- Brief:
The records that follow must be transcribed in full, without any change.

- Recorded information:
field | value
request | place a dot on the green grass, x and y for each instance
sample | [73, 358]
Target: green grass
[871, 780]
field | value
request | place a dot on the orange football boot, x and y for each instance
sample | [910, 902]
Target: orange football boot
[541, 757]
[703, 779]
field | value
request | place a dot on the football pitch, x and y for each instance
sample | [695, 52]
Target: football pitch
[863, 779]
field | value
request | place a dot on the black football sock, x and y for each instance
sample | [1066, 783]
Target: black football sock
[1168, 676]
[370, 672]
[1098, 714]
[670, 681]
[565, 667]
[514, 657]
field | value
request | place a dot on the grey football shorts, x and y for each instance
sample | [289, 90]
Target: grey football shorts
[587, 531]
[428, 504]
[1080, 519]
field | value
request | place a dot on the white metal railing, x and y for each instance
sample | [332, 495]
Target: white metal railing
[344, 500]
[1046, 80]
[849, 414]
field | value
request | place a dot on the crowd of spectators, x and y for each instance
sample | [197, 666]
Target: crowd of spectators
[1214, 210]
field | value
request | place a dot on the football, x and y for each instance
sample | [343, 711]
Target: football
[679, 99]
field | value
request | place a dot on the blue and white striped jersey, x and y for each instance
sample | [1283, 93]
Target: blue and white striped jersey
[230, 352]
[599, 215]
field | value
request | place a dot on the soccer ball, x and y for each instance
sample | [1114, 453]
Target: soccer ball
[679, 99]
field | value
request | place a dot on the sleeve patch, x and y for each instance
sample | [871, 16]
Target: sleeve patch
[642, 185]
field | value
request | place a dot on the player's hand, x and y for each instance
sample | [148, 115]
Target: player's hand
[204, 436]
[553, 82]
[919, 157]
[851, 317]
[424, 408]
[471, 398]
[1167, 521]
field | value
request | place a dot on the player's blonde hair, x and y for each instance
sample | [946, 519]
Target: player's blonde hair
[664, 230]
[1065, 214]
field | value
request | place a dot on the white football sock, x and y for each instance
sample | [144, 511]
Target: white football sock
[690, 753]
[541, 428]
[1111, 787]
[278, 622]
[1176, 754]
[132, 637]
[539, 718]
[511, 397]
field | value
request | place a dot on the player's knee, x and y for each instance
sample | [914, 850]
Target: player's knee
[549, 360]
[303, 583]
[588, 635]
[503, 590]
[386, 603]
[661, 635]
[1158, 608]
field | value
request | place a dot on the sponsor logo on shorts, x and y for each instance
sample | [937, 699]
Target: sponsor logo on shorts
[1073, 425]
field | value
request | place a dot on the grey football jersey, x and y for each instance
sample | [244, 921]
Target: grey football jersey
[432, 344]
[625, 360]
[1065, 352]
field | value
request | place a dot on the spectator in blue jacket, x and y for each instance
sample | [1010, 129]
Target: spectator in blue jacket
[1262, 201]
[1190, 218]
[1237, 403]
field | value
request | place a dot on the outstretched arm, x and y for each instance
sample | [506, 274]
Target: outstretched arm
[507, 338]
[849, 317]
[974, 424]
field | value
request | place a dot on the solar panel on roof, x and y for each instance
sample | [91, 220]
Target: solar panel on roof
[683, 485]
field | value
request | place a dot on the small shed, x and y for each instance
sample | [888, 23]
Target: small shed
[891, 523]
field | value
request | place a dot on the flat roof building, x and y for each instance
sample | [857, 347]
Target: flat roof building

- Your response:
field | value
request | place a dot on the green grass, x and y for each instance
sample | [73, 358]
Target: green grass
[871, 780]
field | value
request | place a dot on the orange football boot, x and y for each instance
sample | [910, 902]
Target: orange football boot
[541, 757]
[703, 779]
field | value
request | place a dot on the football pitch, x and y for each instance
sample | [695, 52]
Target: football pitch
[863, 779]
field | value
request | place a dot on the black football sock, x and y for each instance
sample | [1066, 783]
Target: black football sock
[1168, 676]
[370, 672]
[1098, 714]
[670, 681]
[565, 667]
[514, 657]
field | value
request | place a dot on the grey football shorts, x and y for each instance
sample | [289, 90]
Target: grey football shorts
[587, 531]
[428, 504]
[1080, 519]
field | value
request | place a dot on the white metal railing, x and y for each instance
sample | [332, 495]
Target: white metal railing
[344, 500]
[1046, 80]
[849, 414]
field | value
request | place a dot on the crowd of spectators, x and y for each instance
sample | [197, 666]
Target: crowd of spectators
[1214, 210]
field | value
request | place a dot on the football, x and y for each instance
sample | [343, 711]
Target: football
[679, 99]
field | value
request | place a dot on the blue and white striped jersey, x and y for each instance
sample | [1283, 93]
Target: blue and white striped jersey
[230, 352]
[599, 215]
field | value
request | place a dot on the soccer ball, x and y for each instance
sample | [1114, 453]
Target: soccer ball
[679, 99]
field | value
request | place a dot on the sleeve patch, x and y for each instance
sample | [871, 16]
Target: sleeve patch
[642, 185]
field | value
request | place a dot on the player's hand, x and y for each instance
sample | [148, 115]
Target: player's hand
[204, 436]
[553, 82]
[919, 157]
[851, 317]
[424, 408]
[471, 398]
[1167, 521]
field | value
request | place a dot on the player's blonde hair, x and y for each instance
sample | [946, 519]
Target: player's blonde hair
[664, 230]
[1065, 214]
field | value
request | place a dot on the white football sock, x and y for each instance
sample | [144, 511]
Target: white football sock
[690, 753]
[541, 428]
[1111, 787]
[278, 622]
[1176, 754]
[132, 637]
[539, 718]
[511, 397]
field | value
request | place a dot on the player's knee, x and y for each instance
sample | [914, 850]
Target: player's knee
[549, 360]
[303, 583]
[588, 635]
[503, 590]
[386, 603]
[661, 635]
[1158, 608]
field | value
request | place a dot on the sponsor logo on shorts, x and y for each instance
sample | [937, 699]
Target: sponsor logo on shorts
[1073, 425]
field | value
request | place a dot on the grey football jersey, x and y for each instance
sample | [244, 921]
Target: grey football jersey
[432, 344]
[625, 360]
[1065, 352]
field | value
request | place a dot on the spectator in blue jacket, x and y for each instance
sample | [1010, 129]
Target: spectator in blue jacket
[1262, 201]
[1190, 218]
[1237, 403]
field | value
request | place a dot on the outstretched arm, x and y for each instance
sample | [506, 274]
Target: outstretched arm
[507, 338]
[849, 317]
[974, 424]
field | value
request | place a dot on the solar panel on roof, x and y for each instance
sample | [91, 220]
Target: solar panel on roof
[683, 485]
field | value
request | place a dot on the small shed, x and y for each instance
sample | [888, 23]
Target: small shed
[891, 523]
field | value
request | place a dot on the flat roof building, x and y for each instance
sample | [857, 347]
Target: flat roof building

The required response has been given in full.